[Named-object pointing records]
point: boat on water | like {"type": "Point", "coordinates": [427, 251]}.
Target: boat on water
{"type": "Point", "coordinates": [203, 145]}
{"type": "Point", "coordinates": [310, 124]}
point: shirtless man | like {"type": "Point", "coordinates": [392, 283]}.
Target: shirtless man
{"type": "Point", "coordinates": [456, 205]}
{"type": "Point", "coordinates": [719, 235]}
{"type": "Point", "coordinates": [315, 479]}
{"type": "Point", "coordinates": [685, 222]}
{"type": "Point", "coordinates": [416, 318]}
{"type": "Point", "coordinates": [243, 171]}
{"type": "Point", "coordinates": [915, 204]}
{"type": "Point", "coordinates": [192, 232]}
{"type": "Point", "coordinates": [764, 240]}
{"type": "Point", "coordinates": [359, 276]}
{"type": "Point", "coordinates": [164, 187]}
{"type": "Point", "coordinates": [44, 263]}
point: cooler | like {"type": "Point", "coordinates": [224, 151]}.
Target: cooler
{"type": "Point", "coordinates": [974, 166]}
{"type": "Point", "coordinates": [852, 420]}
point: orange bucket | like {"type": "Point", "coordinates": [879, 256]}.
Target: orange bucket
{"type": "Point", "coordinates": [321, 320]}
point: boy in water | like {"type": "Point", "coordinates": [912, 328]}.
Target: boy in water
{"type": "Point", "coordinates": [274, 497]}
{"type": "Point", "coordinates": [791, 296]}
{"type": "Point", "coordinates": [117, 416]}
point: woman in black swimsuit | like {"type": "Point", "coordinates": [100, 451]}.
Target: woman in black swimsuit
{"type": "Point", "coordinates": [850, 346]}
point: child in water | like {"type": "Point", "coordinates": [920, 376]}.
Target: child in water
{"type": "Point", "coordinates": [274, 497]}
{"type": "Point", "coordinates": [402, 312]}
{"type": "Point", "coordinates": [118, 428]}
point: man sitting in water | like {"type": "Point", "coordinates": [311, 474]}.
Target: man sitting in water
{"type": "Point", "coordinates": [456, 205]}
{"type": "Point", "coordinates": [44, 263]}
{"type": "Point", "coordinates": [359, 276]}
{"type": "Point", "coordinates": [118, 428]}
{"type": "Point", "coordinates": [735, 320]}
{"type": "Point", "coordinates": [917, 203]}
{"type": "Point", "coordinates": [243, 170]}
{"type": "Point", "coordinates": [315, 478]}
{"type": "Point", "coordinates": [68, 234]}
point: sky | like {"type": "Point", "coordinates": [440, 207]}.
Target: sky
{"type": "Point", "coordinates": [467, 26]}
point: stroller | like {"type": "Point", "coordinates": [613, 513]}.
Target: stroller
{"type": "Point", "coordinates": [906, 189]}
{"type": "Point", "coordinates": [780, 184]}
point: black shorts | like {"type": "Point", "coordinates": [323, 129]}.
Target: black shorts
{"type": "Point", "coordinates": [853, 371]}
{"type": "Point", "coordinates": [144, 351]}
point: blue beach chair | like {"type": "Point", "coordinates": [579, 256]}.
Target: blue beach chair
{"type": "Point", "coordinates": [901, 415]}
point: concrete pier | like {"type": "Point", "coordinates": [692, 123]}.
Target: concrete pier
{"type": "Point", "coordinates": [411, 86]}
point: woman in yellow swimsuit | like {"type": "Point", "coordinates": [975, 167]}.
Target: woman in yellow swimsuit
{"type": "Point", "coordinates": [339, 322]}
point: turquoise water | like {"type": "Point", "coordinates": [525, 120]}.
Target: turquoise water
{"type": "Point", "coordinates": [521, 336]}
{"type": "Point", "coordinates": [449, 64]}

Given problem:
Replace "concrete pier" with "wooden dock" in everything from the line containing "point: stroller |" down to the end of the records, and write those lines out again with nothing else changed.

Correct output:
point: stroller | like {"type": "Point", "coordinates": [613, 513]}.
Target: stroller
{"type": "Point", "coordinates": [906, 189]}
{"type": "Point", "coordinates": [780, 184]}
point: black shorts | like {"type": "Point", "coordinates": [323, 129]}.
Target: black shorts
{"type": "Point", "coordinates": [853, 371]}
{"type": "Point", "coordinates": [144, 351]}
point: blue beach chair | like {"type": "Point", "coordinates": [579, 256]}.
Target: blue beach chair
{"type": "Point", "coordinates": [901, 415]}
point: wooden dock | like {"type": "Point", "coordinates": [692, 123]}.
Target: wooden dock
{"type": "Point", "coordinates": [411, 86]}
point: woman in yellow swimsuit | like {"type": "Point", "coordinates": [975, 167]}.
Target: woman in yellow swimsuit
{"type": "Point", "coordinates": [339, 322]}
point: turquoise water | like {"type": "Point", "coordinates": [525, 120]}.
Target: turquoise water
{"type": "Point", "coordinates": [521, 336]}
{"type": "Point", "coordinates": [449, 64]}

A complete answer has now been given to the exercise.